*Exercise brief*.
Repeat the entries from the line containing "Mark every instance of the dark green" through the end of the entries, switching "Mark" to "Label" and leaving everything else unchanged.
>>>
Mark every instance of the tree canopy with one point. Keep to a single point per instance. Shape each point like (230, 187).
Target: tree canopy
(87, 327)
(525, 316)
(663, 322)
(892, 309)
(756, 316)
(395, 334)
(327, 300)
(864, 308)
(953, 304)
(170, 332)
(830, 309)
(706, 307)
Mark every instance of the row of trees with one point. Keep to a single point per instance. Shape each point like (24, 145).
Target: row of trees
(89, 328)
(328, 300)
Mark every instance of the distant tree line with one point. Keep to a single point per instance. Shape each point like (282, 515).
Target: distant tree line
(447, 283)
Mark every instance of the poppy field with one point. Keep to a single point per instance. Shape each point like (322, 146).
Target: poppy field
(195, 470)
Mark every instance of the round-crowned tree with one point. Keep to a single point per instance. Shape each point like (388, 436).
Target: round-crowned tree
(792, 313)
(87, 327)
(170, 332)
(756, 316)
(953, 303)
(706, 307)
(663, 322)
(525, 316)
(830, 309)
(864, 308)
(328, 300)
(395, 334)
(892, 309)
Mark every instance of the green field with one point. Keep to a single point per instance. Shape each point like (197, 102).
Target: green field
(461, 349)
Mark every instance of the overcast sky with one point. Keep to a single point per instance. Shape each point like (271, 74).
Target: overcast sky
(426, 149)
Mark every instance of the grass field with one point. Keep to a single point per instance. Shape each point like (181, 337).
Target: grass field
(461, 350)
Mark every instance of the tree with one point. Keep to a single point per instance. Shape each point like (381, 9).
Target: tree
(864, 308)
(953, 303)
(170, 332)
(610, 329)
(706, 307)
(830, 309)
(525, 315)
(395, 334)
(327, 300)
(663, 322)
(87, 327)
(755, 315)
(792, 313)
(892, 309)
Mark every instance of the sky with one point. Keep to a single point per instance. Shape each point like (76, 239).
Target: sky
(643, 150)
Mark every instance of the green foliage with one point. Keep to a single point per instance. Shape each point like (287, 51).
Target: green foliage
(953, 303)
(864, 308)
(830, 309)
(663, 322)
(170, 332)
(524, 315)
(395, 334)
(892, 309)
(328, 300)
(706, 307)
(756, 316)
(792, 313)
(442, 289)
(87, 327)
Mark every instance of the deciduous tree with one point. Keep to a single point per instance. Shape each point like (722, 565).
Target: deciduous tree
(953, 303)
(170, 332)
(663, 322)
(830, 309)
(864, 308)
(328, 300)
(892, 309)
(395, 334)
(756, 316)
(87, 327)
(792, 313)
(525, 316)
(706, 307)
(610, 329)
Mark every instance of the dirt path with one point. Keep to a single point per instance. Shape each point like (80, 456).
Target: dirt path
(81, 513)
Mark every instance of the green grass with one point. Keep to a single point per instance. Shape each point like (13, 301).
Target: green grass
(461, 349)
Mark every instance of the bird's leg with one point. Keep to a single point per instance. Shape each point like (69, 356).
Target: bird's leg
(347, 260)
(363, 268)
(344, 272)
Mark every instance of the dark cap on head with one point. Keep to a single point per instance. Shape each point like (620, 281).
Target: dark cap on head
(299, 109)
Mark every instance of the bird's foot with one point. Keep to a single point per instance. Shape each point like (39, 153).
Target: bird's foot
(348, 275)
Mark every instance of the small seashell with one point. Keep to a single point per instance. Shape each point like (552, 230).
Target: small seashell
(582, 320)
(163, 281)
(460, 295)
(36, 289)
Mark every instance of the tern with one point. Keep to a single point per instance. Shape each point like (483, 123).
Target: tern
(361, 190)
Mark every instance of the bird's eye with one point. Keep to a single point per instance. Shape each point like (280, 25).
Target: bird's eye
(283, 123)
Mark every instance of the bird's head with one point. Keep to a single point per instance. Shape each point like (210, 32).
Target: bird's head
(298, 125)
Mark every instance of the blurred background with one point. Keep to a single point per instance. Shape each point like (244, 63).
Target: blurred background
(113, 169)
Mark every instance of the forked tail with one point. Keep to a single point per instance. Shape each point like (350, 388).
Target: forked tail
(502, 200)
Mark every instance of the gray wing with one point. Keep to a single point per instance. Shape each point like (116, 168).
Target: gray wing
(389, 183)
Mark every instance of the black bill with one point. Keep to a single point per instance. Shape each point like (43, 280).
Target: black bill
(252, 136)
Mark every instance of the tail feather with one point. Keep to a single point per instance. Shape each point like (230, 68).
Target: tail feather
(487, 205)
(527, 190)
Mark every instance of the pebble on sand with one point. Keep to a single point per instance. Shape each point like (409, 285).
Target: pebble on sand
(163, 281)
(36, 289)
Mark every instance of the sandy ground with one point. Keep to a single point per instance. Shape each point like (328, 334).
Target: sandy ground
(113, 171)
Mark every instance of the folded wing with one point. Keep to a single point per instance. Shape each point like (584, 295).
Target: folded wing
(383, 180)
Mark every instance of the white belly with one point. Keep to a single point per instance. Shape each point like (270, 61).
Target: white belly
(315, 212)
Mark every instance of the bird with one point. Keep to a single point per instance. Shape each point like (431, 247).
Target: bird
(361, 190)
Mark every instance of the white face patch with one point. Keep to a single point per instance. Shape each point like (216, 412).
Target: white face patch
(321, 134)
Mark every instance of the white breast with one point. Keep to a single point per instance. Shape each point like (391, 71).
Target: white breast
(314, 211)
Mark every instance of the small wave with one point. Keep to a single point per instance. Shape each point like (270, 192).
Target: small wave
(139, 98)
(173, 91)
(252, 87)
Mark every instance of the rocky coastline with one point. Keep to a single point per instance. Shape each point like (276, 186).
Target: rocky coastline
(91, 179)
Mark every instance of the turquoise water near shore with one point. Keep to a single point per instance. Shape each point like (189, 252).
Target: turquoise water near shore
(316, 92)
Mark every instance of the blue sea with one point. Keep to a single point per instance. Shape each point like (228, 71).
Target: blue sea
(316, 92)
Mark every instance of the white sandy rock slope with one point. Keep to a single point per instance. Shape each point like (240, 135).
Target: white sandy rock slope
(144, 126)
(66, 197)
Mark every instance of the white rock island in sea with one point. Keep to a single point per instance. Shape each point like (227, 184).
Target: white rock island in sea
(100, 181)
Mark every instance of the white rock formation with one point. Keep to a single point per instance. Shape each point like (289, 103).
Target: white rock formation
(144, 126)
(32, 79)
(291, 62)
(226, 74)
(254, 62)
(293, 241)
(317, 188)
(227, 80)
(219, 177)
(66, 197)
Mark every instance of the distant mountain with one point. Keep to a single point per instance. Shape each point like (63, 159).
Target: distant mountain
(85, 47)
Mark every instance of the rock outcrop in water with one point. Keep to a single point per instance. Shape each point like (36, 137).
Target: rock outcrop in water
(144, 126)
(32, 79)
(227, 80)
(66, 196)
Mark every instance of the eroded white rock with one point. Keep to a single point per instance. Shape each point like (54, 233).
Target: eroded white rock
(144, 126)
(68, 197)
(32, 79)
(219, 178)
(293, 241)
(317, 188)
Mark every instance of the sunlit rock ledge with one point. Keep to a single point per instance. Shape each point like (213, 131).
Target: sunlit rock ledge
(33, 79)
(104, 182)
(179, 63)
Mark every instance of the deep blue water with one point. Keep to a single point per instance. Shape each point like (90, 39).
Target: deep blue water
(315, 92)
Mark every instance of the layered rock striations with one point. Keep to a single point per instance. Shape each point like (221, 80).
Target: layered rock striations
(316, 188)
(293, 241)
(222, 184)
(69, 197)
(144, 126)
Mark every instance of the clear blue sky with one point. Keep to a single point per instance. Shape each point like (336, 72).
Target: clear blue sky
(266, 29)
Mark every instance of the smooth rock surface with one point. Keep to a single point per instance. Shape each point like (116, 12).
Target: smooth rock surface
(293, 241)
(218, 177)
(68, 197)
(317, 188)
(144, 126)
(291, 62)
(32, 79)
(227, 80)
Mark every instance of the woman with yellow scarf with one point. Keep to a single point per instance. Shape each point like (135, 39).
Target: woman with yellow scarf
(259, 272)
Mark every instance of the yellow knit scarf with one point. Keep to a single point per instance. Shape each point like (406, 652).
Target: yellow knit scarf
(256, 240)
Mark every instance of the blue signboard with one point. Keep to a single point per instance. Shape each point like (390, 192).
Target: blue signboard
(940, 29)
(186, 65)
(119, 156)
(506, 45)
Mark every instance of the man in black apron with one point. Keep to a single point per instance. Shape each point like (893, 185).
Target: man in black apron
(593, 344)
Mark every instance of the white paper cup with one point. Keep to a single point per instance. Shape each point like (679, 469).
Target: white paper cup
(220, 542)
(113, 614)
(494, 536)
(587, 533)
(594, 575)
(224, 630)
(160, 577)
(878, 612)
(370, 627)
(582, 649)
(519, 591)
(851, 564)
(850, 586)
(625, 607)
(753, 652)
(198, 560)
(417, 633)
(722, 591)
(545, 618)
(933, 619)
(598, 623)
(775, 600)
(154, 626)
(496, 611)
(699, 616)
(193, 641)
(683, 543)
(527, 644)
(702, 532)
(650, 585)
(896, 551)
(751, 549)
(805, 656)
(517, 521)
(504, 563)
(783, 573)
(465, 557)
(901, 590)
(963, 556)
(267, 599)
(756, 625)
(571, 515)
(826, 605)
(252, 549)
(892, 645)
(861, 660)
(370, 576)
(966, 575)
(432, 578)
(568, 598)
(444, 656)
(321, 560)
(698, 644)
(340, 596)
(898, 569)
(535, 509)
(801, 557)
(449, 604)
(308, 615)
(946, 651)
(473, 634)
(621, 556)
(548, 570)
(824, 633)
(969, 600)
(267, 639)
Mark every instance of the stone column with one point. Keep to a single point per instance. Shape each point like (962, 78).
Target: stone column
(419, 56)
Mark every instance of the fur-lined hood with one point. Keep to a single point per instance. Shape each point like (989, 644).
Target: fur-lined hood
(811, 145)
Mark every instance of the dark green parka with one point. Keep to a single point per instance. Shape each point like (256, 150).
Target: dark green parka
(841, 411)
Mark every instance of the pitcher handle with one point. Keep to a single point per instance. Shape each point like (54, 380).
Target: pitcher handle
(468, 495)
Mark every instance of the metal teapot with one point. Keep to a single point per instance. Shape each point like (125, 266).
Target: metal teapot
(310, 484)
<<<
*Solution to this task*.
Label every instance of the dark green parka with one point. Keep to a single point per instance. Shape each point like (256, 150).
Target: dark green parka
(841, 411)
Label every instance of the pitcher handle with one point. Keep to a single point per instance. Shape each point like (54, 380).
Target: pitcher handle
(468, 495)
Label every instance of the metal teapot with one point. Keep to a single point per instance. Shape each point like (125, 266).
Target: metal teapot
(310, 484)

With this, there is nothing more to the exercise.